My marriage is going to break over the little things

Anonymous
I’m not going to bash you OP.
But I will just point out what a PP above said.
You can have all the reason in the world to get irritated at him, but if you really want the RELATIONSHIP to change, it’s going to need to come from how you treat him and how you address him, because that’s the only thing you have the power to change.
And I think if you examine how your attitude toward him has worsened as the little issues have become more irritating to you, you’ll see that this is accurate.
This doesn’t mean you can’t address the issues.
It just means you have to start speaking to him with love and affection again. Even if you don’t feel it yet. Speak to him the way you would speak to your female bff. Sometimes we take our husbands for granted that they will just receive a scolding, (and yes sometimes we rationalize that they deserve it bc they are acting like a child)—but that reveals the disdain and lack of respect and it shows.
You can still have a conversation about what you’d like him to do or what bothers you about family habits or pet peeves.
Just speak to him as you would any other person you love and respect and who you want to love and respect you.
Anonymous
OP, you should have posted this in the relationship forum. You would have gotten the support you deserve instead of the critical gaslighting here like you’ve done anything wrong.
Anonymous
Anonymous wrote:I’m not going to bash you OP.
But I will just point out what a PP above said.
You can have all the reason in the world to get irritated at him, but if you really want the RELATIONSHIP to change, it’s going to need to come from how you treat him and how you address him, because that’s the only thing you have the power to change.
And I think if you examine how your attitude toward him has worsened as the little issues have become more irritating to you, you’ll see that this is accurate.
This doesn’t mean you can’t address the issues.
It just means you have to start speaking to him with love and affection again. Even if you don’t feel it yet. Speak to him the way you would speak to your female bff. Sometimes we take our husbands for granted that they will just receive a scolding, (and yes sometimes we rationalize that they deserve it bc they are acting like a child)—but that reveals the disdain and lack of respect and it shows.
You can still have a conversation about what you’d like him to do or what bothers you about family habits or pet peeves.
Just speak to him as you would any other person you love and respect and who you want to love and respect you.


So OP's DH is acting like a child and it is OP's responsibility to change the relationship. Do you even hear yourself? Everything is always the woman's fault, even when the man is acting like a child.

• [Extracted data]:
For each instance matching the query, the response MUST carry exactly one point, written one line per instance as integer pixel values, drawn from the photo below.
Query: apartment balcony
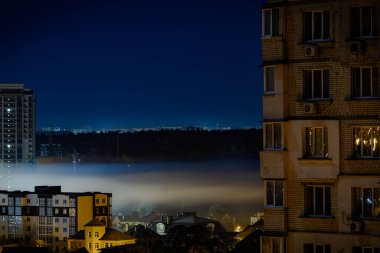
(273, 48)
(273, 164)
(274, 106)
(275, 219)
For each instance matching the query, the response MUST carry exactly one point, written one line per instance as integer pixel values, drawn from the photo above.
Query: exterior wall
(85, 211)
(339, 242)
(340, 113)
(92, 236)
(47, 216)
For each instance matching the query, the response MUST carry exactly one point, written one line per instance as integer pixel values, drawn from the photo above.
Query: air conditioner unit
(356, 47)
(309, 108)
(357, 226)
(311, 51)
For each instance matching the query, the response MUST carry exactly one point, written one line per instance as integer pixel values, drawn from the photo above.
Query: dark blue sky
(135, 63)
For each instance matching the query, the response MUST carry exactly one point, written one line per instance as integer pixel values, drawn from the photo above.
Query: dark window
(271, 22)
(318, 200)
(363, 22)
(274, 193)
(273, 135)
(366, 202)
(269, 79)
(316, 25)
(316, 84)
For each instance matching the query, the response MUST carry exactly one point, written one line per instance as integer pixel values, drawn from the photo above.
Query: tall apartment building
(321, 108)
(49, 216)
(17, 129)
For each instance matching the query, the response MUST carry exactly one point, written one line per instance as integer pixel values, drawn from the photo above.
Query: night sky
(136, 63)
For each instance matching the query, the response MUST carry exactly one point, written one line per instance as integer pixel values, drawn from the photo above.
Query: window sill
(362, 98)
(274, 207)
(358, 158)
(317, 158)
(365, 218)
(315, 100)
(317, 216)
(274, 149)
(276, 37)
(316, 41)
(373, 37)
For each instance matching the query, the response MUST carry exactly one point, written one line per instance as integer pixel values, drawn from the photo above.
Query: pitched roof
(114, 235)
(95, 223)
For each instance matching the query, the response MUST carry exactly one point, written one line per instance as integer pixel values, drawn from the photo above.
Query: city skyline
(136, 63)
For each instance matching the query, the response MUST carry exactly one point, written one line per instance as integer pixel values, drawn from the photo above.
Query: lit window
(269, 79)
(366, 141)
(362, 81)
(271, 22)
(274, 193)
(316, 25)
(316, 142)
(366, 202)
(273, 135)
(316, 84)
(363, 22)
(318, 200)
(358, 249)
(312, 248)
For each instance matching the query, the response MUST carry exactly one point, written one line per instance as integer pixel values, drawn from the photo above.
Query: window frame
(353, 82)
(360, 25)
(275, 194)
(324, 85)
(374, 204)
(324, 143)
(280, 240)
(272, 26)
(359, 249)
(314, 250)
(271, 144)
(267, 91)
(325, 35)
(326, 212)
(359, 140)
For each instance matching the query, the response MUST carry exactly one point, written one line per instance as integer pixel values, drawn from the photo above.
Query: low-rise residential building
(96, 235)
(49, 216)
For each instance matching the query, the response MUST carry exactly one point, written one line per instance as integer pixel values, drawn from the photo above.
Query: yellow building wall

• [Tasks to complete]:
a) Translate this sentence from the forum thread about a strained marriage into Spanish: "This doesn’t mean you can’t address the issues."
b) Carry the forum thread about a strained marriage forward from its final sentence.
The listing has no connection to the forum thread about a strained marriage.

• [Outputs by task]:
a) Esto no significa que no puedas abordar los problemas.

b)
Anonymous
Anonymous wrote:
Anonymous wrote:
Anonymous wrote:
Anonymous wrote:OP, I get it. It isn't just the plate on the couch (which is weird) it is the constant things that add up. It is never that one thing in life.

Was he drinking, even just a beer? I have seen this dynamic with a friend. One beer and he pushes back at everything--can't be wrong. Next morning he concedes he is wrong. Talk about getting old.

I do think that saying things nicely to see if you can turn the tide. Hey, do you mind putting the plate in the sink? A shame that we have to treat adults like kids.


Op here, thank you for reading it how I meant but clearly not how it is coming off. Yes, it's not just the plate on the couch, it is the constant things adding up.


OP most people couldn’t live with someone “correcting” them like that. Your DH is probably way, way more on the tolerant side than you think. You really are the problem here. If you think it’s going to break your marriage, it will only fix if you’re willing to do some hard work on yourself.


Our issues are NOT over me correcting him all the time. I shared one example, one thing that happened last night. It's much more than that. My point was that our disagreements are about little things. It's NOT about him doing things I dont like. That's not what our marriage is about. Our disagreements are about day to day things.

Everyone is coming out me... fine. You can say I am completely wrong in last night's situation, fine. What you dont see is the ridiculous amount of frustration behind that situation.

It's about me doing 90% of the work at home despite trying to have many conversations about how I need help because we both work full time but I am the only one doing laundry, doing groceries, packing kids lunches, making sure kids have what they need for school/activities, cleaning the home, doing ALL the things ETC. DH feels like he does his part but the issue is that there is way more than needs to be done. So it falls on me. ALL OF IT! We have had conversations about it, I even wrote him a letter once so I could calmly lay it all out. DH agrees with me, he agrees that most of the load falls on me but nothing changes.

SO yes... after coming home from a full week of work, and taking care of all the household stuff after work, I saw a plate on the couch and got frustrated.


I have been there.

Counseling really helped me. I think what I realized from listening to him in counseling is that I just have to let him be who he is and paddle my own canoe.

That 1000% means I had to adjust my goals for our domestic life. I just did. I can’t make him be the partner/teammate I thought he would be. I can’t! There is only the him who is there, and he is in charge of that person. I still love him. I have a different and perhaps more realistic view.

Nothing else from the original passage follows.